* **WORK ORDER 1**
According to the rare SNV detection excerpt, what does the global precision M0 capture?
* **WORK ORDER 2**
Pick up the rare SNV detection excerpt after its last sentence and carry it forward.

Here, we propose a variational EM algorithm for our Bayesian statistical model to detect rare SNVs in heterogeneous NGS data. We show that variational EM algorithm has comparable accuracy and efficiency compared with MCMC in a synthetic data set. First, we define the model structure, and derive our variational EM algorithm to approximate the posterior distribution over latent variables. Then, we call a variant by a posterior difference hypothesis test between the key model parameters of a pair of samples. As a result, we compare the performance of the variational EM inference algorithm to the MCMC sampling method and the state-of-the-art methods using a synthetic data set. Finally, we show that our variational EM algorithm is able to detect rare variants and estimate non-reference allele frequency (NRAF) in a longitudinal directed evolution experimental data set.


Model structure

Our Bayesian statistical model is shown as a graphical model in Fig. 1 a. In the model, r ji is the number of reads with a non-reference base at location j in experimental replicate i; n ji is the total number of reads at location j in experimental replicate i. The model parameters are: −μ 0 a global non-reference read rate that captures the error rate across all the positions, − M 0 a global precision that captures the variation of the error rate across positions in a sequence, and − M j a local precision that captures the variation of the error rate at position j across different replicates.

Fig. 1
figure 1

Graphical model. a Graphical model representation of the model. b Graphical model representation of the variational approximation to approximate the posterior distribution. Observed random variables are shown as shaded nodes and latent random variables are unshaded. The object of inference for the variational EM algorithm is the joint distribution p(μ,θ|r,n)

The latent variables are: − μ j Beta(μ 0,M 0) a position-specific non-reference read rate for position j, and − θ ji Beta(μ j ,M j ) the non-reference read rate for position j in replicate i.

* **EXTRACTED ENTRIES**
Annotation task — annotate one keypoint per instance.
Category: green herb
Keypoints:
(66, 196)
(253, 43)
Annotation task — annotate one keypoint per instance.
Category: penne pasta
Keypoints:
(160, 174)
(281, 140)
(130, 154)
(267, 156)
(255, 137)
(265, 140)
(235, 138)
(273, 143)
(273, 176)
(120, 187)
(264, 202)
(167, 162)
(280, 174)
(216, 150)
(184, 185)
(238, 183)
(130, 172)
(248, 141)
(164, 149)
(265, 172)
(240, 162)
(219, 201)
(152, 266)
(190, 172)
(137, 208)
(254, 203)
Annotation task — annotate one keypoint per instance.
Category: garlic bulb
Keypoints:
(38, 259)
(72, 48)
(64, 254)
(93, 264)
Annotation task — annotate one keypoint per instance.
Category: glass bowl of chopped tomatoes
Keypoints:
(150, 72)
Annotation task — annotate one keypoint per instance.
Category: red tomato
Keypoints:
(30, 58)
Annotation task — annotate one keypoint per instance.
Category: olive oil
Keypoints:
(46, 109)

* **ANSWER 1**
It captures the variation of the error rate across positions in a sequence.

* **ANSWER 2**
In Fig. 1 b, γ is the parameter for the variational distribution for latent variable μ, and δ is the parameter for the variational distribution for latent variable θ. We describe q(μ) and q(θ) in detail in the following section.

The model generative process is as follows:

  1. 1.

    For each location j [ 1,…,J]:

    1. (a)

      Draw an error rate \(\mu _{j} \thicksim \text {Beta}(\mu _{0}, M_{0})\)

    2. (b)

      For each replicate i [ 1,…,N]:

      1. (i)

        Draw \(\theta _{ji} \thicksim \text {Beta}(\mu _{j}, M_{j})\)

      2. (ii)

        Draw \(r_{ji} | n_{ji} \thicksim \text {Binomial}(\theta _{ji}, n_{ji})\)

The joint distribution p(r,μ,θ|n;ϕ) given the parameters can be factorized as

$$ p(r, \mu, \theta| n; \phi) = p(r |\theta, n)p(\theta |\mu; M)p(\mu;\mu_{0}, M_{0}). $$

Variational expectation maximization (EM) inference

We developed a non-conjugate variational inference algorithm to approximate the posterior distribution,

$$ p(\mu, \theta | r, n; \phi) = \frac{p(r, \mu, \theta| n; \phi)} {p (r | n; \phi)}, $$

where the parameters are \(\phi \triangleq \{\mu _{0}, M_{0}, M\}\).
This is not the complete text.